■ Quoted passage:

= = = = = = =

Geophysical Fluid Dynamics and Laboratory

A.Y. 2021/2022
Overall hours
Learning objectives
1. To introduce the physical laws governing flow and transport in air, water and soils.
2. To introduce physical tools to analyze observations from monitoring networks in atmosphere, hydrosphere and cryosphere.
3. To introduce elements of the radiative balance of the planet Earth and the role of atmosphere, hydrosphere and cryosphere in the energy balance.
4. To introduce basic statistical concepts and stochastic processes and their application to geosciences.
5. To introduce notions about geophysical measures.
Expected learning outcomes
1. Ability to read and understand scientific papers and technical reports dealing with the physical aspects of the dynamics of atmosphere, cryosphere and hydrosphere.
2. Ability to design models of flow and transport (mass balance, energy balance, solute transport, etc.) in atmosphere, cryosphere and hydrosphere.
3. Ability to critically analyze the results of monitoring physical quantities in atmosphere, cryosphere and hydrosphere.
4. Ability to perform simple statistical analyses of geoscientific data.
5. Ability to design and perform geophysical measurements.
Course syllabus and organization

Single session

Lesson period
Second semester
Prerequisites for admission
Basic knowledge of mathematics and phisics.
Assessment methods and Criteria
Expected learning outcomes will be verified during an oral exam; the first topic discussed can be freely selected by the candidates.

= = = = = = =

■ Provided material:
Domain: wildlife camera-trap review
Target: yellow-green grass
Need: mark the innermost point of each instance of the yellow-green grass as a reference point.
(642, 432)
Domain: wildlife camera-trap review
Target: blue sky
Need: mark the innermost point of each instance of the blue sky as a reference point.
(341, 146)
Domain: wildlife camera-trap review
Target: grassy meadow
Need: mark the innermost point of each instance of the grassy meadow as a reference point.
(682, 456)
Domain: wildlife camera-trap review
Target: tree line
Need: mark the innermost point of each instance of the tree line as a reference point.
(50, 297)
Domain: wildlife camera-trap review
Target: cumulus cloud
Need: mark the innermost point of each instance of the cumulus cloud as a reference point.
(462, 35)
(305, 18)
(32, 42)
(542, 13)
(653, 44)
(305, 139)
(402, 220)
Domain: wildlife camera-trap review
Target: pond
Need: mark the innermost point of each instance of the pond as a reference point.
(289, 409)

= = = = = = =

■ Parts of the exercise:
• A. In the course description for Geophysical Fluid Dynamics and Laboratory, rewrite the paragraph beginning "Expected learning outcomes will be verified" as a short bulleted list.
• B. Translate this sentence from the course description for Geophysical Fluid Dynamics and Laboratory into Spanish: "Ability to read and understand scientific papers and technical reports dealing with the physical aspects of the dynamics of atmosphere, cryosphere and hydrosphere."
• C. Write the next part of the course description for Geophysical Fluid Dynamics and Laboratory, picking up after its final line.

■ Answers given:
• A.
- Learning outcomes are checked in an oral exam.
- Candidates choose the first topic discussed.

• B. Capacidad de leer y comprender artículos científicos e informes técnicos que tratan los aspectos físicos de la dinámica de la atmósfera, la criosfera y la hidrosfera.

• C.
Geophysical Fluid Dynamics
Course syllabus
- Basic elements about water cycle and the general characteristics of atmosphere, hydrosphere and cryosphere(composition, vertical structure, etc.). Physical properties of water in its various forms.
- Equation of motion of atmosphere, surface waters, groundwater and polar ice caps. Geostrophic and hydrostatic approximations. Shallow ice approximation.
- Energy balance and heat equation: conduction advection, radiation, evapotranspiration. Basic thermodynamics of the atmosphere: variation of air pressure and density with elevation. State equation for dry air and corrections for wet air. The first principle of thermodynamics for the atmosphere; adiabatic transformation for dry and wet air.
- Characteristics of atmospheric and oceanic circulation.
- Contaminant transport in atmosphere and hydrosphere: advection, molecular diffusion, turbulent and hydrodynamic dispersion.
Teaching methods
Traditional lesson, supported by demonstrations and practical classes on a computer.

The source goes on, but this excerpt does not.